(Dataset records about object locations)
*****

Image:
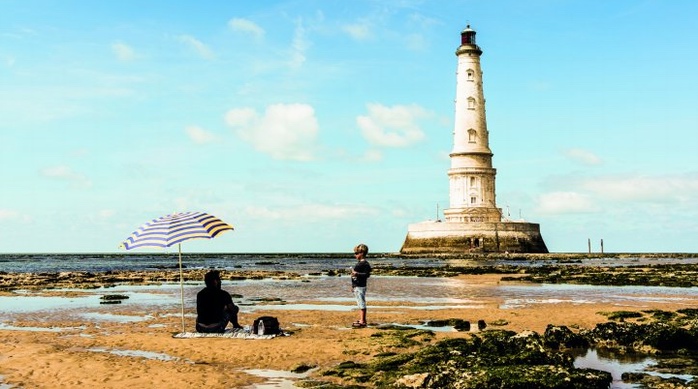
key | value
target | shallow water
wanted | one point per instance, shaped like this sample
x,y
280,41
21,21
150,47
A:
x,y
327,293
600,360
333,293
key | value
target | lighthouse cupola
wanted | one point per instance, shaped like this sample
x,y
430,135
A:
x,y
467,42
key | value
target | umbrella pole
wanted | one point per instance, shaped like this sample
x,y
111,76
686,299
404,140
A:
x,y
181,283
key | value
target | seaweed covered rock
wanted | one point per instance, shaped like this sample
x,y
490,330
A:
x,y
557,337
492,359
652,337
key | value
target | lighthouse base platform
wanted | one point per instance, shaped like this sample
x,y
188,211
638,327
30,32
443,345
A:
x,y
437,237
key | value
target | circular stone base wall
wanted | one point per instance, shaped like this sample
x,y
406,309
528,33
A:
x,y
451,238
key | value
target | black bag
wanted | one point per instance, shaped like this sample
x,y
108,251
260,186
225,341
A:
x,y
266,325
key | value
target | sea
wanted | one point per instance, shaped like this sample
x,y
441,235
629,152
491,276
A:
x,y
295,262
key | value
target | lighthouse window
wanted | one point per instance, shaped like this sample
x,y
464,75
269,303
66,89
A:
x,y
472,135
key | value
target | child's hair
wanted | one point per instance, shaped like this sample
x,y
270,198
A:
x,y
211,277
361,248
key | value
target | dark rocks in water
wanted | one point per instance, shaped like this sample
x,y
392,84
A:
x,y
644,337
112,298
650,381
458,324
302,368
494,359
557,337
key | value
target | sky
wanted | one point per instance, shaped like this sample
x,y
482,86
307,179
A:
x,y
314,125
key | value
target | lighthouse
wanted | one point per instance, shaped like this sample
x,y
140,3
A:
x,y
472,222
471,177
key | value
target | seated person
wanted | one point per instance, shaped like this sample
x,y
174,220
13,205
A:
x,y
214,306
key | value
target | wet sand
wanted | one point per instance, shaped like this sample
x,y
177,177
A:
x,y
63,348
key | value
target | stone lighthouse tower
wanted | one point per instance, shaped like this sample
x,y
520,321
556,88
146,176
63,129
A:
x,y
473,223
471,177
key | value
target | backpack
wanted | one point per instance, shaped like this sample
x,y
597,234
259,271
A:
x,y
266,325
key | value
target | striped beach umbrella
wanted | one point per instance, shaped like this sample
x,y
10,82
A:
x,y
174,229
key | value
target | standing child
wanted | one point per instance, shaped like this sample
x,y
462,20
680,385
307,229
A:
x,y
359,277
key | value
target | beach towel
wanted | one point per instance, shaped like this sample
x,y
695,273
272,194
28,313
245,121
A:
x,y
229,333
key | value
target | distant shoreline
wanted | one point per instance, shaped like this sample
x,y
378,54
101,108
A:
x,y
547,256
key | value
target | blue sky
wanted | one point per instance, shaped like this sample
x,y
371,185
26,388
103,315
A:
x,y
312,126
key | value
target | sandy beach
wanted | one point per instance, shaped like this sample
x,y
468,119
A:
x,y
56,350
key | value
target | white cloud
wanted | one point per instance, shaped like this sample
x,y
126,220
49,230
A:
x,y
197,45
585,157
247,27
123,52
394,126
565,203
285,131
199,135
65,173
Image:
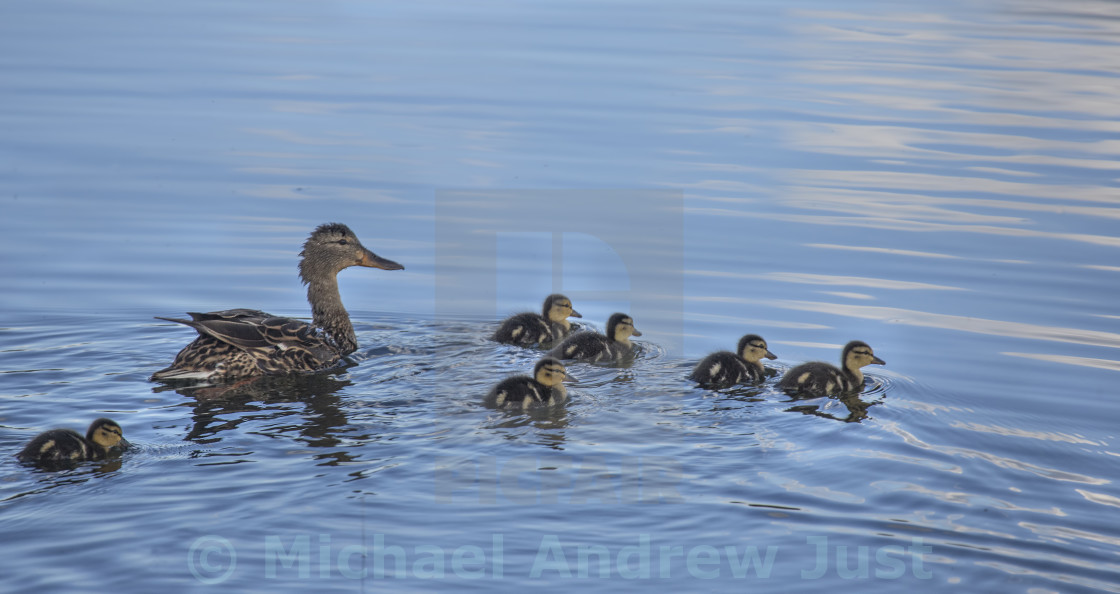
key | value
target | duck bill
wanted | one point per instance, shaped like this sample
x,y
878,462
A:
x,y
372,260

*****

→ WHAT THE EXERCISE ASKS: Gather every line in the rows above that contains the word "stone", treating uppercase and lowercase as different.

→ OUTPUT OF THE TASK:
target | circular stone base wall
target | stone lighthouse tower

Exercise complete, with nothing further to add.